[[ Available records open ]]

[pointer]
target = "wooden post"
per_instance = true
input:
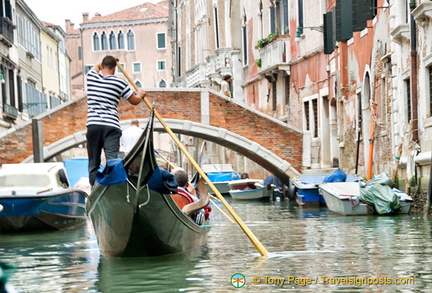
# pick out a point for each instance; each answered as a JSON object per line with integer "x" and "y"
{"x": 37, "y": 136}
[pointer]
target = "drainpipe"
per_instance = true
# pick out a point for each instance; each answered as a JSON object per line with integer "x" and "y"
{"x": 414, "y": 74}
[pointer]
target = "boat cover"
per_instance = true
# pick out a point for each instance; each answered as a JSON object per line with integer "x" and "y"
{"x": 378, "y": 192}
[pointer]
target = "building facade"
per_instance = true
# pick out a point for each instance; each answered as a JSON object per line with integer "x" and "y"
{"x": 137, "y": 36}
{"x": 34, "y": 74}
{"x": 354, "y": 75}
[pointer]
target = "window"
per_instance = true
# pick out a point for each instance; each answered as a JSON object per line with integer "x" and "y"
{"x": 300, "y": 16}
{"x": 113, "y": 41}
{"x": 96, "y": 44}
{"x": 216, "y": 27}
{"x": 244, "y": 35}
{"x": 137, "y": 67}
{"x": 383, "y": 102}
{"x": 123, "y": 66}
{"x": 430, "y": 91}
{"x": 161, "y": 65}
{"x": 408, "y": 98}
{"x": 272, "y": 19}
{"x": 311, "y": 116}
{"x": 287, "y": 93}
{"x": 307, "y": 116}
{"x": 104, "y": 41}
{"x": 285, "y": 17}
{"x": 161, "y": 41}
{"x": 131, "y": 40}
{"x": 315, "y": 117}
{"x": 79, "y": 53}
{"x": 120, "y": 39}
{"x": 87, "y": 68}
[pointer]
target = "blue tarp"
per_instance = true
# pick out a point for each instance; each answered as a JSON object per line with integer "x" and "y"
{"x": 76, "y": 168}
{"x": 113, "y": 173}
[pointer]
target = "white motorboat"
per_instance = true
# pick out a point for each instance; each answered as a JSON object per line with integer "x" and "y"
{"x": 344, "y": 198}
{"x": 249, "y": 189}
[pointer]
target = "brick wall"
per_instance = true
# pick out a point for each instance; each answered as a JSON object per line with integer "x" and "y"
{"x": 183, "y": 105}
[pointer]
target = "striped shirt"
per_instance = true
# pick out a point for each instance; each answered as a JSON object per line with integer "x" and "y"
{"x": 103, "y": 96}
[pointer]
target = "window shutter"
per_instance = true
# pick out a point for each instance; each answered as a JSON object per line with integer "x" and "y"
{"x": 344, "y": 23}
{"x": 329, "y": 41}
{"x": 361, "y": 12}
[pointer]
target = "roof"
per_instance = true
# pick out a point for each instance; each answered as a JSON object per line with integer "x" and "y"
{"x": 140, "y": 12}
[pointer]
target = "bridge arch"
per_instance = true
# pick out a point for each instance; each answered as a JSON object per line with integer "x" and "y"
{"x": 250, "y": 149}
{"x": 203, "y": 113}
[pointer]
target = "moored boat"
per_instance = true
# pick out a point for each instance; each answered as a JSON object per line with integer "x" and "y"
{"x": 306, "y": 188}
{"x": 37, "y": 197}
{"x": 130, "y": 219}
{"x": 345, "y": 198}
{"x": 249, "y": 189}
{"x": 220, "y": 175}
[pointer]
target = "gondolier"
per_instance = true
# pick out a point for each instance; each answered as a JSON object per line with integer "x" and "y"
{"x": 104, "y": 91}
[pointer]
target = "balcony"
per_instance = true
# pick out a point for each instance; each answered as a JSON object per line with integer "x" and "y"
{"x": 10, "y": 111}
{"x": 423, "y": 13}
{"x": 274, "y": 56}
{"x": 6, "y": 31}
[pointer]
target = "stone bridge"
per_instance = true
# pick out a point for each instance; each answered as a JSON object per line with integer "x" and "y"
{"x": 200, "y": 113}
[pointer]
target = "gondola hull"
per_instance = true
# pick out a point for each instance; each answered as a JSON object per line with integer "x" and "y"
{"x": 129, "y": 219}
{"x": 155, "y": 227}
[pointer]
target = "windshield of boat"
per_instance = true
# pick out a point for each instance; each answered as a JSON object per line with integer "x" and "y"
{"x": 20, "y": 180}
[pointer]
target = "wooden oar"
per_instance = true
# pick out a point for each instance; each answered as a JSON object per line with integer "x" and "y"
{"x": 258, "y": 245}
{"x": 217, "y": 207}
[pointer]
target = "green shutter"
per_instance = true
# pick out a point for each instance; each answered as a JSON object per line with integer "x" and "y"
{"x": 344, "y": 23}
{"x": 361, "y": 12}
{"x": 329, "y": 40}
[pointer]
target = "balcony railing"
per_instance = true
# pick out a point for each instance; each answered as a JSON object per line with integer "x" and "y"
{"x": 10, "y": 111}
{"x": 274, "y": 54}
{"x": 6, "y": 29}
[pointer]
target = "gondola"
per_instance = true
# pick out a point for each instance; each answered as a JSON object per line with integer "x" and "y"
{"x": 131, "y": 219}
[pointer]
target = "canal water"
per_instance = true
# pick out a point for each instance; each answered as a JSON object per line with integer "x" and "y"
{"x": 310, "y": 250}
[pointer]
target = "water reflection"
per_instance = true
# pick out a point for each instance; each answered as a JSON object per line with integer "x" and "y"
{"x": 303, "y": 243}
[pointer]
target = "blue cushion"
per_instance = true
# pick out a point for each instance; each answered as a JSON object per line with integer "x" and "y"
{"x": 113, "y": 173}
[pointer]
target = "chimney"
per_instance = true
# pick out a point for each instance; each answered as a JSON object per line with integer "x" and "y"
{"x": 85, "y": 16}
{"x": 68, "y": 25}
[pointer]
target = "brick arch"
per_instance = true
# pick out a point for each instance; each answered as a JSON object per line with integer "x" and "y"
{"x": 197, "y": 107}
{"x": 244, "y": 146}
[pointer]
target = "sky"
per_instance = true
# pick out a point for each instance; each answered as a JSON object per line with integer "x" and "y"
{"x": 57, "y": 11}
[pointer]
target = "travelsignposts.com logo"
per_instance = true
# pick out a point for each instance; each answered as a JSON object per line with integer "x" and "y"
{"x": 238, "y": 280}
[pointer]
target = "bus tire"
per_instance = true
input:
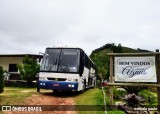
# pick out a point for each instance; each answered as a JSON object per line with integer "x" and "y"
{"x": 55, "y": 91}
{"x": 38, "y": 89}
{"x": 83, "y": 89}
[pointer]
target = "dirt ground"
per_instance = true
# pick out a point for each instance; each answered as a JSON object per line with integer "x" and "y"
{"x": 49, "y": 99}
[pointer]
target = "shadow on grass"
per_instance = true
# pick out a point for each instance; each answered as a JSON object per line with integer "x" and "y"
{"x": 63, "y": 94}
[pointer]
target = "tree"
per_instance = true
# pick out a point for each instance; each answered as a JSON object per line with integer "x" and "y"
{"x": 29, "y": 69}
{"x": 102, "y": 63}
{"x": 1, "y": 79}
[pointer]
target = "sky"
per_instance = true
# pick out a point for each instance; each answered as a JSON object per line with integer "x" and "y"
{"x": 29, "y": 26}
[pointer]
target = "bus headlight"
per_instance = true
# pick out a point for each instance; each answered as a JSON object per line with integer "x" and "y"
{"x": 71, "y": 86}
{"x": 42, "y": 78}
{"x": 73, "y": 80}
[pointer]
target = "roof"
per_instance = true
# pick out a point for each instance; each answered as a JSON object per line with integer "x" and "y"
{"x": 20, "y": 55}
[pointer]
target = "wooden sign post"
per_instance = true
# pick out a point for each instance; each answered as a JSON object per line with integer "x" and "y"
{"x": 155, "y": 56}
{"x": 158, "y": 78}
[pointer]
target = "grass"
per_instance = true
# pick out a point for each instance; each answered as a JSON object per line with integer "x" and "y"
{"x": 94, "y": 97}
{"x": 15, "y": 95}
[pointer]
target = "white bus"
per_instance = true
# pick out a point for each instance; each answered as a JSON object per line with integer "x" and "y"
{"x": 66, "y": 69}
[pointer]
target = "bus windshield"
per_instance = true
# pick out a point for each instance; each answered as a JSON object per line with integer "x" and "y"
{"x": 61, "y": 60}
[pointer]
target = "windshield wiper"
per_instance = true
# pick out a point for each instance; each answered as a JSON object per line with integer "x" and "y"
{"x": 52, "y": 65}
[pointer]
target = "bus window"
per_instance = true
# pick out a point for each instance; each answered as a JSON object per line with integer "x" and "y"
{"x": 69, "y": 60}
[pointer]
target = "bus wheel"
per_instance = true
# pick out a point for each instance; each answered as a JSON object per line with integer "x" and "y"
{"x": 38, "y": 89}
{"x": 55, "y": 91}
{"x": 83, "y": 89}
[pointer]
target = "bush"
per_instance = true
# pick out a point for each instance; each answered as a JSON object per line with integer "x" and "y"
{"x": 18, "y": 83}
{"x": 1, "y": 80}
{"x": 118, "y": 93}
{"x": 148, "y": 96}
{"x": 133, "y": 100}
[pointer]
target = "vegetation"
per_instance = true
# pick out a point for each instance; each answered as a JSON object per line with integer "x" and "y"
{"x": 149, "y": 97}
{"x": 1, "y": 79}
{"x": 12, "y": 94}
{"x": 29, "y": 69}
{"x": 93, "y": 100}
{"x": 100, "y": 58}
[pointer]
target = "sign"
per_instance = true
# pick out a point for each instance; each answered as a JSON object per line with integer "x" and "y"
{"x": 135, "y": 69}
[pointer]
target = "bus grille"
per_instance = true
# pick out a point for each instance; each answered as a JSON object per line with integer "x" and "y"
{"x": 57, "y": 79}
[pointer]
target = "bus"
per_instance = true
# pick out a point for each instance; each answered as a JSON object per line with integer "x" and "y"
{"x": 66, "y": 69}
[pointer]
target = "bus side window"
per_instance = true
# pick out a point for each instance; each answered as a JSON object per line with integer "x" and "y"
{"x": 82, "y": 63}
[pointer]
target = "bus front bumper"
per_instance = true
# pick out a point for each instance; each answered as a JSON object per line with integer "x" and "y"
{"x": 58, "y": 85}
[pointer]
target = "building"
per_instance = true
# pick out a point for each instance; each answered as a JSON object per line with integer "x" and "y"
{"x": 9, "y": 63}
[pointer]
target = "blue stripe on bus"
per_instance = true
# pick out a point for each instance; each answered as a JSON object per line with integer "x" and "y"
{"x": 57, "y": 85}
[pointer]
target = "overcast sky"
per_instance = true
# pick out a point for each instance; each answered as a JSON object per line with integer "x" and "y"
{"x": 29, "y": 26}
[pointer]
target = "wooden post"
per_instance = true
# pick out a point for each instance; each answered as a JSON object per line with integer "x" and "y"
{"x": 158, "y": 78}
{"x": 111, "y": 80}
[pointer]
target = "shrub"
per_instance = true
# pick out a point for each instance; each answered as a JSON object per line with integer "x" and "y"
{"x": 148, "y": 96}
{"x": 29, "y": 69}
{"x": 118, "y": 93}
{"x": 1, "y": 80}
{"x": 133, "y": 100}
{"x": 133, "y": 89}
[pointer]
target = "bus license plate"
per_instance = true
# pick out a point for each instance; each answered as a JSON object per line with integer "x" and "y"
{"x": 55, "y": 84}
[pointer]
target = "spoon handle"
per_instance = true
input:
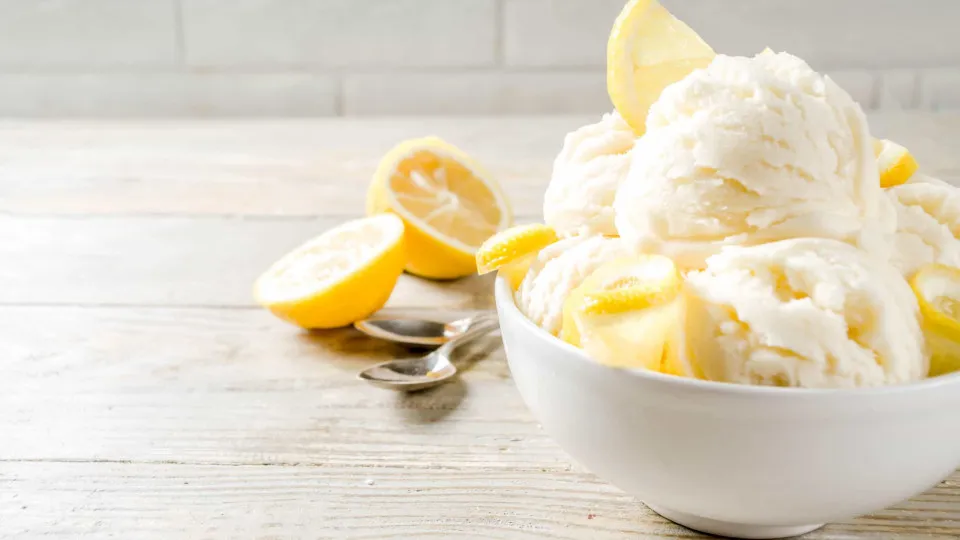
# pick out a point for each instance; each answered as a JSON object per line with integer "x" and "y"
{"x": 479, "y": 319}
{"x": 488, "y": 324}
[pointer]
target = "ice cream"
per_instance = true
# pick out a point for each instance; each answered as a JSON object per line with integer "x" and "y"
{"x": 928, "y": 224}
{"x": 807, "y": 312}
{"x": 752, "y": 150}
{"x": 559, "y": 269}
{"x": 586, "y": 174}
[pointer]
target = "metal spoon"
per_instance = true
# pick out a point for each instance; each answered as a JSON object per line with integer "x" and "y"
{"x": 410, "y": 374}
{"x": 421, "y": 332}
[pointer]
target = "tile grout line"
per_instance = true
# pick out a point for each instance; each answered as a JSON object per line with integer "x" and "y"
{"x": 499, "y": 33}
{"x": 916, "y": 100}
{"x": 179, "y": 37}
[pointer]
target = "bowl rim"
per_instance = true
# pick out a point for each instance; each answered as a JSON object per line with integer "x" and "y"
{"x": 506, "y": 301}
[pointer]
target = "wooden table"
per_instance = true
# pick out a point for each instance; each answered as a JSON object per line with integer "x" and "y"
{"x": 144, "y": 395}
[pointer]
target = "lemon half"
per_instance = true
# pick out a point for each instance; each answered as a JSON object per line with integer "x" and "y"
{"x": 339, "y": 277}
{"x": 447, "y": 202}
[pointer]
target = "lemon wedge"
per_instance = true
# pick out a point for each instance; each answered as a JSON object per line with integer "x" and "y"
{"x": 512, "y": 251}
{"x": 448, "y": 205}
{"x": 648, "y": 50}
{"x": 938, "y": 292}
{"x": 895, "y": 162}
{"x": 627, "y": 314}
{"x": 339, "y": 277}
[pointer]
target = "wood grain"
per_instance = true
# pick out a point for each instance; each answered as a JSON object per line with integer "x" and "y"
{"x": 173, "y": 261}
{"x": 145, "y": 396}
{"x": 67, "y": 500}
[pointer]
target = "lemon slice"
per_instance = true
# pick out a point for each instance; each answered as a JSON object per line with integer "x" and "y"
{"x": 448, "y": 204}
{"x": 339, "y": 277}
{"x": 938, "y": 292}
{"x": 627, "y": 314}
{"x": 895, "y": 162}
{"x": 513, "y": 244}
{"x": 648, "y": 50}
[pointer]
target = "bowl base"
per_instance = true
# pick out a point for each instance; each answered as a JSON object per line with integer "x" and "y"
{"x": 732, "y": 530}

[[ Available records closed ]]

What needs to be done
Lines in the material above that include the string "spoon" should be listed.

Written response
target = "spoon handle"
target = "metal spoon"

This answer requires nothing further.